What to produce:
A faithful copy of all the data is required; pictures should not be included.

Supplied material:

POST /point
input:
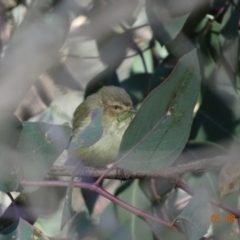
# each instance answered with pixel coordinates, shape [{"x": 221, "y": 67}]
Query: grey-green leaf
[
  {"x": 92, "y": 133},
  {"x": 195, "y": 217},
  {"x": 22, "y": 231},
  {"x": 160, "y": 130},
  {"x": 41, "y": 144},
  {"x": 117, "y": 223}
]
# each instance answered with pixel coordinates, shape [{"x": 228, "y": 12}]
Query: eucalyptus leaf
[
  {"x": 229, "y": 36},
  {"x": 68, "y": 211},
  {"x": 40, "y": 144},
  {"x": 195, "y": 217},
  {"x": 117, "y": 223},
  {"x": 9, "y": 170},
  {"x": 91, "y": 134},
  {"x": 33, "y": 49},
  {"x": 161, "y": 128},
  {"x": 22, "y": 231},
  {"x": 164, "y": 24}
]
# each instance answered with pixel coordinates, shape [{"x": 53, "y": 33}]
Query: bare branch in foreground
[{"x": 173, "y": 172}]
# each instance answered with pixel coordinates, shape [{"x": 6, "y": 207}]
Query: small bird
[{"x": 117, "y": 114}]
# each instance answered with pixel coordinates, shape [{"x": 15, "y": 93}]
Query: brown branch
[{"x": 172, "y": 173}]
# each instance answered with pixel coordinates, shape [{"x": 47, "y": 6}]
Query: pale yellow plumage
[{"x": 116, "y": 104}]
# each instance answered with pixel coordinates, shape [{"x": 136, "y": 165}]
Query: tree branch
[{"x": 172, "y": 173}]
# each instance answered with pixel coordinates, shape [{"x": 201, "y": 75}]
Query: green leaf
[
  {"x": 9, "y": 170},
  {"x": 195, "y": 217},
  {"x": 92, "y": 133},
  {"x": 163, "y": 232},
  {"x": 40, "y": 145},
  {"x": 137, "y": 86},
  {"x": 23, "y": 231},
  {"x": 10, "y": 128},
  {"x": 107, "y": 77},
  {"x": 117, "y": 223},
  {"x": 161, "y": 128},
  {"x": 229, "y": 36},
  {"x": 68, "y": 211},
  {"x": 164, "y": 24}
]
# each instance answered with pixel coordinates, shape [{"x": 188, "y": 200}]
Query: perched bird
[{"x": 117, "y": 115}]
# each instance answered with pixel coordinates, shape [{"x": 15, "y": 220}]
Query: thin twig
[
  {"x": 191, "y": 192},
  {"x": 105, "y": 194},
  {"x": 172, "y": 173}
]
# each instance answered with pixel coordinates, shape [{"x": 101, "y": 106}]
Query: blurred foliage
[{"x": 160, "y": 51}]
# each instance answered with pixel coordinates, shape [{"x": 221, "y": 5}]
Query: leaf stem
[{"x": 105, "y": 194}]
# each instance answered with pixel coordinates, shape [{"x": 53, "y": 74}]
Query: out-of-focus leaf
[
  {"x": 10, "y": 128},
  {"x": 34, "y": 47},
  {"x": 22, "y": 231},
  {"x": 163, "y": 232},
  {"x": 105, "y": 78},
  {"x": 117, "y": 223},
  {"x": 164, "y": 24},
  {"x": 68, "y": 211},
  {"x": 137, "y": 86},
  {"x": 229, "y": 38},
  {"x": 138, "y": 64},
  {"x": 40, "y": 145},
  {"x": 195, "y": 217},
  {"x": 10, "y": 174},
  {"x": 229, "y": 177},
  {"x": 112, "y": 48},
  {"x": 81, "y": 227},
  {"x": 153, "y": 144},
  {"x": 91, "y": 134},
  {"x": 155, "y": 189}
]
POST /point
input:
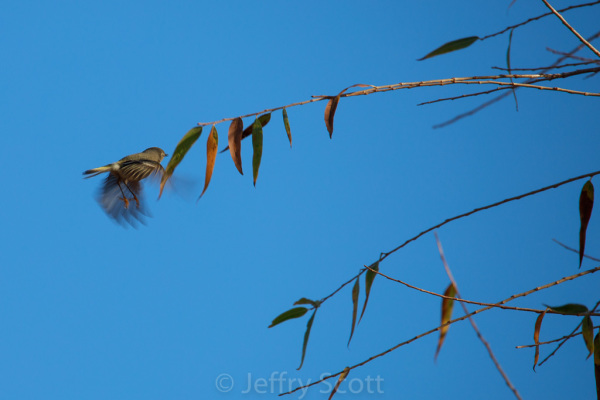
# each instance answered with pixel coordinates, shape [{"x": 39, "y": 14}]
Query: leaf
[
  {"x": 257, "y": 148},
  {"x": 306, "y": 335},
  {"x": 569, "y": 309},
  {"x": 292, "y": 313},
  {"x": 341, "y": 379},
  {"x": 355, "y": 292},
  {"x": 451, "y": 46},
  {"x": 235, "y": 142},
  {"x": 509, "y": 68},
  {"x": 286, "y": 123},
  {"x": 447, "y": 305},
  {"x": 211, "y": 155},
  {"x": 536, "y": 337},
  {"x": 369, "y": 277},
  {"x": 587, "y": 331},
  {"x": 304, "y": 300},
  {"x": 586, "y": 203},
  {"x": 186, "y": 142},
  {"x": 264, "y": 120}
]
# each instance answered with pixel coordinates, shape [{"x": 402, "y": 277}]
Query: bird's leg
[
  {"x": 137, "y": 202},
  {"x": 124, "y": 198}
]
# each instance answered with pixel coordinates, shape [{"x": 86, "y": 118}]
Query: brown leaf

Written answer:
POST /point
input:
# each instance answered with pixel coordinates, shape [{"x": 221, "y": 67}]
Query: grey-green leaf
[
  {"x": 92, "y": 133},
  {"x": 195, "y": 217},
  {"x": 22, "y": 231},
  {"x": 160, "y": 130},
  {"x": 41, "y": 144},
  {"x": 117, "y": 223}
]
# each instance answered with pixel coordinates, shape [{"x": 228, "y": 12}]
Query: eucalyptus leaf
[
  {"x": 229, "y": 36},
  {"x": 68, "y": 211},
  {"x": 40, "y": 144},
  {"x": 195, "y": 217},
  {"x": 117, "y": 223},
  {"x": 9, "y": 170},
  {"x": 91, "y": 134},
  {"x": 33, "y": 49},
  {"x": 161, "y": 128},
  {"x": 22, "y": 231},
  {"x": 164, "y": 24}
]
# each instance answered with pixel coordinates, shape [{"x": 53, "y": 33}]
Query: bare branch in foreground
[{"x": 173, "y": 172}]
# each instance answered with pixel coordinates, shape [{"x": 6, "y": 207}]
Query: small bird
[{"x": 117, "y": 114}]
# each instance answered with pixel coordinates, shape [{"x": 15, "y": 93}]
Query: brown branch
[{"x": 172, "y": 173}]
# each instance answered with pixel coordinates, shape [{"x": 47, "y": 6}]
Query: pale yellow plumage
[{"x": 116, "y": 104}]
# each instance answered with pixel coordinates, shape [{"x": 136, "y": 165}]
Query: tree branch
[{"x": 172, "y": 173}]
# each instance answered with pixel coordinates, shape [{"x": 201, "y": 75}]
Query: green leaf
[
  {"x": 9, "y": 170},
  {"x": 195, "y": 217},
  {"x": 92, "y": 133},
  {"x": 163, "y": 232},
  {"x": 40, "y": 145},
  {"x": 137, "y": 86},
  {"x": 23, "y": 231},
  {"x": 10, "y": 128},
  {"x": 107, "y": 77},
  {"x": 117, "y": 223},
  {"x": 161, "y": 128},
  {"x": 229, "y": 36},
  {"x": 68, "y": 211},
  {"x": 164, "y": 24}
]
# each instance answered with pixel coordinates, shape [{"x": 188, "y": 200}]
Query: perched bird
[{"x": 117, "y": 115}]
# each instance answered with pixel coordinates, shape [{"x": 15, "y": 220}]
Query: thin twig
[
  {"x": 191, "y": 192},
  {"x": 105, "y": 194},
  {"x": 172, "y": 173}
]
# each instance answered with pixel coordinates, shape [{"x": 101, "y": 106}]
Query: blurred foliage
[{"x": 160, "y": 51}]
# each instance answered with pixel coordinates, shape [{"x": 221, "y": 5}]
Query: leaf stem
[{"x": 105, "y": 194}]
# each instance answered with pixel coordinates, shape [{"x": 53, "y": 74}]
Query: out-of-focus leaf
[
  {"x": 10, "y": 128},
  {"x": 34, "y": 47},
  {"x": 22, "y": 231},
  {"x": 163, "y": 232},
  {"x": 105, "y": 78},
  {"x": 117, "y": 223},
  {"x": 164, "y": 24},
  {"x": 68, "y": 211},
  {"x": 137, "y": 86},
  {"x": 229, "y": 38},
  {"x": 138, "y": 64},
  {"x": 40, "y": 145},
  {"x": 195, "y": 217},
  {"x": 10, "y": 174},
  {"x": 229, "y": 177},
  {"x": 112, "y": 48},
  {"x": 81, "y": 227},
  {"x": 153, "y": 144},
  {"x": 91, "y": 134},
  {"x": 155, "y": 189}
]
POST /point
input:
# each instance answered with pixel coordinates, shape [{"x": 39, "y": 14}]
Query: leaf
[
  {"x": 257, "y": 148},
  {"x": 306, "y": 335},
  {"x": 569, "y": 309},
  {"x": 292, "y": 313},
  {"x": 341, "y": 379},
  {"x": 355, "y": 292},
  {"x": 451, "y": 46},
  {"x": 235, "y": 142},
  {"x": 509, "y": 68},
  {"x": 286, "y": 123},
  {"x": 447, "y": 305},
  {"x": 211, "y": 155},
  {"x": 536, "y": 337},
  {"x": 369, "y": 277},
  {"x": 587, "y": 331},
  {"x": 304, "y": 300},
  {"x": 586, "y": 203},
  {"x": 186, "y": 142},
  {"x": 264, "y": 120}
]
# each instance answered with pixel coordinates, shape [{"x": 402, "y": 277}]
Query: bird's leg
[
  {"x": 137, "y": 202},
  {"x": 124, "y": 198}
]
# each instance answered with pixel coordinates, shape [{"x": 86, "y": 118}]
Query: brown leaf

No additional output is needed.